Could you copy, word for word, only the lines from the one containing "Find the green shrub;" through the last line of the records below, both included?

== Segment start ==

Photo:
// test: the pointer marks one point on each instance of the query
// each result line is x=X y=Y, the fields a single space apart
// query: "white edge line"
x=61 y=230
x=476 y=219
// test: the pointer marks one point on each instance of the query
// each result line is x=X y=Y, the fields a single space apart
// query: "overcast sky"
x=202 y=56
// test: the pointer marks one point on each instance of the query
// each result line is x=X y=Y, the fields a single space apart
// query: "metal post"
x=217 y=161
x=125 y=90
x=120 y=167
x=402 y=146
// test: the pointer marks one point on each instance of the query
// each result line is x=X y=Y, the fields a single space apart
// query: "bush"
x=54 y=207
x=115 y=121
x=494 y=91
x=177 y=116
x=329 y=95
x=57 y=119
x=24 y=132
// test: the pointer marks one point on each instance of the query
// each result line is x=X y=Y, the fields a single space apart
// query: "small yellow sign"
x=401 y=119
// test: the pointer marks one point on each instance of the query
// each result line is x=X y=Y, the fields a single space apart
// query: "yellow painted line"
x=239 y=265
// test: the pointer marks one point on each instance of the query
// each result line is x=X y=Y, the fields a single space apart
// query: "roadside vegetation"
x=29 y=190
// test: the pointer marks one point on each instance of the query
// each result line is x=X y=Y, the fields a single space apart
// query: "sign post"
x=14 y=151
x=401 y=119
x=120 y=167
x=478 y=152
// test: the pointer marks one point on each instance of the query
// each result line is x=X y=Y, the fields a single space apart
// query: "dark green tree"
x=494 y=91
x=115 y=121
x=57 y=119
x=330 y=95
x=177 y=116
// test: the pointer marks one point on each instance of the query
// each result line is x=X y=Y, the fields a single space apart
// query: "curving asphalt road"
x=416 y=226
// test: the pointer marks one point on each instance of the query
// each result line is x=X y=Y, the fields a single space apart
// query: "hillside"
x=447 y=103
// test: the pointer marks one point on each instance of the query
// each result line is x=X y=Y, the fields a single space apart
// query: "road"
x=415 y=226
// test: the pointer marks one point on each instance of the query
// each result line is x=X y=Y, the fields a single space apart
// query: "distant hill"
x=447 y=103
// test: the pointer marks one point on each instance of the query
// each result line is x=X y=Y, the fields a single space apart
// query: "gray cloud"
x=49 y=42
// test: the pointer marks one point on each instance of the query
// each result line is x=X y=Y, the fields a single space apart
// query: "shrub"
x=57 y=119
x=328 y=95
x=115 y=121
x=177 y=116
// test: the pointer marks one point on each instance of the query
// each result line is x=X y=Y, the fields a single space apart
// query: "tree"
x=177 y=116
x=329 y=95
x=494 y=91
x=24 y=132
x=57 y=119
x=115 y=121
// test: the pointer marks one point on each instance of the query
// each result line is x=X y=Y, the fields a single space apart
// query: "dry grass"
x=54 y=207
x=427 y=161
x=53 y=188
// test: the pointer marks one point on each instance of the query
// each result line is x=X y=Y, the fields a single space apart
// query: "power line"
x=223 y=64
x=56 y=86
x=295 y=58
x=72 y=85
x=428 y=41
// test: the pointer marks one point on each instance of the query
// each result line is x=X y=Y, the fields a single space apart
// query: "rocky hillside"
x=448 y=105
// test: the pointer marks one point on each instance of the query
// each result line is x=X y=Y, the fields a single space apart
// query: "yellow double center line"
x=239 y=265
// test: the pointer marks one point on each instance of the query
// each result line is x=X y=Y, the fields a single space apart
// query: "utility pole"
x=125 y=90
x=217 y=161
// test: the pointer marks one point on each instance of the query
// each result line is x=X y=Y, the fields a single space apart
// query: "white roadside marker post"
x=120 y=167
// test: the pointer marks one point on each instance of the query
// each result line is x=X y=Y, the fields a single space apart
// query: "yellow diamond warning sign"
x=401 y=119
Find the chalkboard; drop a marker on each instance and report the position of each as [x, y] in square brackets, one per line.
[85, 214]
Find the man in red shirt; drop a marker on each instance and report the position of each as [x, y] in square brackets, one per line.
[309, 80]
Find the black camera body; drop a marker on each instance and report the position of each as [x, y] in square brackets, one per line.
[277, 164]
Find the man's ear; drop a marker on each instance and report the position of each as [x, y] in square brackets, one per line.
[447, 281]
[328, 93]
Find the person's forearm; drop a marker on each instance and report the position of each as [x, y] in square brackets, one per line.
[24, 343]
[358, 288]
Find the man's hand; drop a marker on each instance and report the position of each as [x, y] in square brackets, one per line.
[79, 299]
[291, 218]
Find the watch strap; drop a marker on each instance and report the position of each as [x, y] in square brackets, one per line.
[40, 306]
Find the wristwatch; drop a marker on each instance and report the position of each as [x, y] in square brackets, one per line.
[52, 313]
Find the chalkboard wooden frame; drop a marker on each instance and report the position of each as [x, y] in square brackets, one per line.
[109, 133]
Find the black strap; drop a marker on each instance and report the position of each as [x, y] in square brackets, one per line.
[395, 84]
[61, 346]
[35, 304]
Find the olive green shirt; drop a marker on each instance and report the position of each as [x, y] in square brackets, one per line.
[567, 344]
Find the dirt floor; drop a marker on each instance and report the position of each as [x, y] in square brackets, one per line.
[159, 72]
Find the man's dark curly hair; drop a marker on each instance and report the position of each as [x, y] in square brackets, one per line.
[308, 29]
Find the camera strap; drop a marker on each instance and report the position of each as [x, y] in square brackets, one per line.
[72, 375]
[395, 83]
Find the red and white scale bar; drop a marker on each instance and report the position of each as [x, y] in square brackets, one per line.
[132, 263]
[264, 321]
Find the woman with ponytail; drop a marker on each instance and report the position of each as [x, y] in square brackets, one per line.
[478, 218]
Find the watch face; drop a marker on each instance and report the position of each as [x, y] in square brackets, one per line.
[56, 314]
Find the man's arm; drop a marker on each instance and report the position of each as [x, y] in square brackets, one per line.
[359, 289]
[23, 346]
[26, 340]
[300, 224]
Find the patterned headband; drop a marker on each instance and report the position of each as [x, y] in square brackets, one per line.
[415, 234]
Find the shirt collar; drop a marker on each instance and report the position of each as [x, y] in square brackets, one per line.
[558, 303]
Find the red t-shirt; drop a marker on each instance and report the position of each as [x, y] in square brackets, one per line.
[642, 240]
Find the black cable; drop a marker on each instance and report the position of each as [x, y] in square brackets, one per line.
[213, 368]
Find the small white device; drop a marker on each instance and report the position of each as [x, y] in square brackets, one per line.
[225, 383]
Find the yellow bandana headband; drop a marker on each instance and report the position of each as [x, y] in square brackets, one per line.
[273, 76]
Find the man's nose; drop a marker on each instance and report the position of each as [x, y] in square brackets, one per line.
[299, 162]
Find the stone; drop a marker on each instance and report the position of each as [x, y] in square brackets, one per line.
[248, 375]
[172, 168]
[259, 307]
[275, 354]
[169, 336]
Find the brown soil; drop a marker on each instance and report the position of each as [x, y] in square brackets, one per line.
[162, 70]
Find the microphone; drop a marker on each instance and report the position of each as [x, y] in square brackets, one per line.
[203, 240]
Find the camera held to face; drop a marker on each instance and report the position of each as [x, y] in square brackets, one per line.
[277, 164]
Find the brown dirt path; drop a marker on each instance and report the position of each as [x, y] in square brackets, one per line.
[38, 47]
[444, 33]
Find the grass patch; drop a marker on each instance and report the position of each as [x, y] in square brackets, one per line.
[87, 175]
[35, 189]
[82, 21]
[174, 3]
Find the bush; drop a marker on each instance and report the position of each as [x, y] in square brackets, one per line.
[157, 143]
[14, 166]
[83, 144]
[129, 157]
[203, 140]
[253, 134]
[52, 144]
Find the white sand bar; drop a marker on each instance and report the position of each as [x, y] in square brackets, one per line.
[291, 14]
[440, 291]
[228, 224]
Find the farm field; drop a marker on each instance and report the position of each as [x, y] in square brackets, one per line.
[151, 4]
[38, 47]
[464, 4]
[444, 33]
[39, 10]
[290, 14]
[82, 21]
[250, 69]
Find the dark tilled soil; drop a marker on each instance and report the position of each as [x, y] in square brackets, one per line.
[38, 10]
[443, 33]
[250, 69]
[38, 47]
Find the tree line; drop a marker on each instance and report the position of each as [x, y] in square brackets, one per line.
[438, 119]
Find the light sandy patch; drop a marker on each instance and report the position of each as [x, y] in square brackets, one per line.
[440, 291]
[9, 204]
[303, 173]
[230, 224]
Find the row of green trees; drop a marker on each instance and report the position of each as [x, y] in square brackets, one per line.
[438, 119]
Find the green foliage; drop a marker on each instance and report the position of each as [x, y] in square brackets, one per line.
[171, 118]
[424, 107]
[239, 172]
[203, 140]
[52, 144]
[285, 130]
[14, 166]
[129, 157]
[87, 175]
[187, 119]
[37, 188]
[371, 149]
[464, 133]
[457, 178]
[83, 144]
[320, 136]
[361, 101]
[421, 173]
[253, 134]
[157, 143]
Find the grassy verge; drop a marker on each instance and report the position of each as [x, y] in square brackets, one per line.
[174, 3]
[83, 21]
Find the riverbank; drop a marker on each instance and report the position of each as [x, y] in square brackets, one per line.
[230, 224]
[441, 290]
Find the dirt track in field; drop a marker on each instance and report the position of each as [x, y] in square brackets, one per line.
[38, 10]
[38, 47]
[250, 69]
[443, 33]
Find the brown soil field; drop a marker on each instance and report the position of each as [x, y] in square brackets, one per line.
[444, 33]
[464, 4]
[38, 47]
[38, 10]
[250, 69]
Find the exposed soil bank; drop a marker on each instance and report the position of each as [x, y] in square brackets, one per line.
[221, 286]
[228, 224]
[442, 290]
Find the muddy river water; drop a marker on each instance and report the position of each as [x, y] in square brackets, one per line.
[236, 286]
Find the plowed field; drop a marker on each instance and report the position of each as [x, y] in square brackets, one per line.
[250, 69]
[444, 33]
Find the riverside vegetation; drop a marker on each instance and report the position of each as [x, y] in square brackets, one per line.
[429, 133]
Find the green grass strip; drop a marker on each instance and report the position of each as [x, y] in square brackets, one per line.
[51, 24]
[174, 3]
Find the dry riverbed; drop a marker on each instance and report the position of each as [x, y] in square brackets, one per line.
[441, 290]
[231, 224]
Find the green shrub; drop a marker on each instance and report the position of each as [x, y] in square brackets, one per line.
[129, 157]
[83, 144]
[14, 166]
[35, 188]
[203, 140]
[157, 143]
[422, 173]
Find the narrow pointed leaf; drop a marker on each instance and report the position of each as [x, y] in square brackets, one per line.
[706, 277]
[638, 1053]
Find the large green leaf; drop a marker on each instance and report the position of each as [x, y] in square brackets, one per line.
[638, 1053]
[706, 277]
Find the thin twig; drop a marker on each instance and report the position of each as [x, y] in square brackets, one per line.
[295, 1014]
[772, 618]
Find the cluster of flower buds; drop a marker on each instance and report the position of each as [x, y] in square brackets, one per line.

== Segment end ==

SOLUTION TO THIS PROBLEM:
Find the green shrub; drop a marker on each instance and report the position of each as [x, y] in square brackets, one per line.
[129, 157]
[83, 144]
[14, 166]
[35, 188]
[203, 140]
[157, 143]
[422, 173]
Find the narrow pointed leaf; drop a marker on each instance and report the position of each as [x, y] in square brackets, one per line.
[706, 277]
[638, 1053]
Find the large green leaf; drop a marker on each instance and report the position of each as [x, y] in square brackets, one per line.
[638, 1053]
[706, 277]
Find the thin twig; drop a marker on each instance and report the position of each as [x, y] in square brackets, one per line.
[295, 1014]
[772, 618]
Find the cluster of flower buds; drop a marker on each instance and report the position of each as [x, y] in square brackets, one per line.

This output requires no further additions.